__RECORDS PROVIDED__:

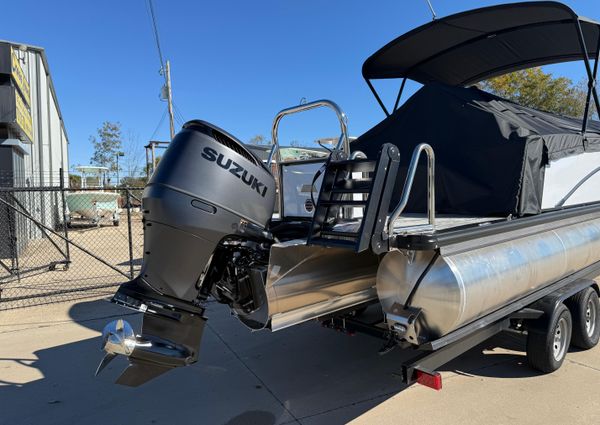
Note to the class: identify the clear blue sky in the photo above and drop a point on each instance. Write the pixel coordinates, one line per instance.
(234, 63)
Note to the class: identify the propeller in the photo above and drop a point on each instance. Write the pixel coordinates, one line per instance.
(117, 338)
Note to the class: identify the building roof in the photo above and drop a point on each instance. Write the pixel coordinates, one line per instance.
(42, 53)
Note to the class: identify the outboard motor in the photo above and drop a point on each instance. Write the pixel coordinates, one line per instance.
(208, 200)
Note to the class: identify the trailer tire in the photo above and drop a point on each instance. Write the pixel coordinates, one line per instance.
(585, 309)
(546, 350)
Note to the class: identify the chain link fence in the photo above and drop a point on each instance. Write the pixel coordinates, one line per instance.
(59, 244)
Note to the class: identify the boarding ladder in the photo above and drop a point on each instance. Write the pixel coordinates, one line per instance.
(331, 226)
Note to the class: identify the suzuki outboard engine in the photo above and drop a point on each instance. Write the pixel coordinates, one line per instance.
(207, 186)
(206, 211)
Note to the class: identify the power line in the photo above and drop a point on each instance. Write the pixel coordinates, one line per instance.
(178, 111)
(430, 8)
(162, 119)
(156, 37)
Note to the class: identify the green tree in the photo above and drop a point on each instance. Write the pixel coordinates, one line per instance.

__EXERCISE DIRECTIONS__: Reproduce every line above exactly, pictures excluded.

__FINISHED TASK__:
Note to the class: identify the clear blue sky in the photo above and drop a point on each instance. Write the pixel coordinates, one line per instance.
(234, 63)
Note to the class: identify the propeller in the photo above and drop a point on each instance. Write the pixel coordinates, one line per instance.
(117, 338)
Note to the class: identify the building roof in the photo above and drop a point on each instance. Write the pixel coordinates, one line per instance.
(42, 53)
Note to the class: identify the outboard motor in the photo above and drop a point on each instance. Write the pixel coordinates, one line per instance.
(208, 200)
Note to the class: identify the trailer tire in the photo above and drop a point on each instance. Write the pixel coordinates, one line per instance.
(585, 309)
(546, 350)
Note to the class: identify the chain link fence in the photo above and drop a point on each instance. Write the pixel coordinates, one line per instance.
(59, 244)
Note to the class: identify the boarding ladder in the photo above and drop a point on each instance. Write the pixel coordinates, one line per instance.
(331, 226)
Note to the class: identify the suzuki outboard engine in the photo above and drop a point on each instance. Write the pixel coordinates, one line per instance.
(207, 186)
(206, 211)
Note to the class: identify the power line in the photo above and drop a point on each instance. Write the pixel coordinates, one line per instance.
(178, 111)
(430, 8)
(162, 119)
(156, 37)
Note to the class: identify the green tree in the photo above and drop a point on each instance. Write the pixel coordinates, one line per instance.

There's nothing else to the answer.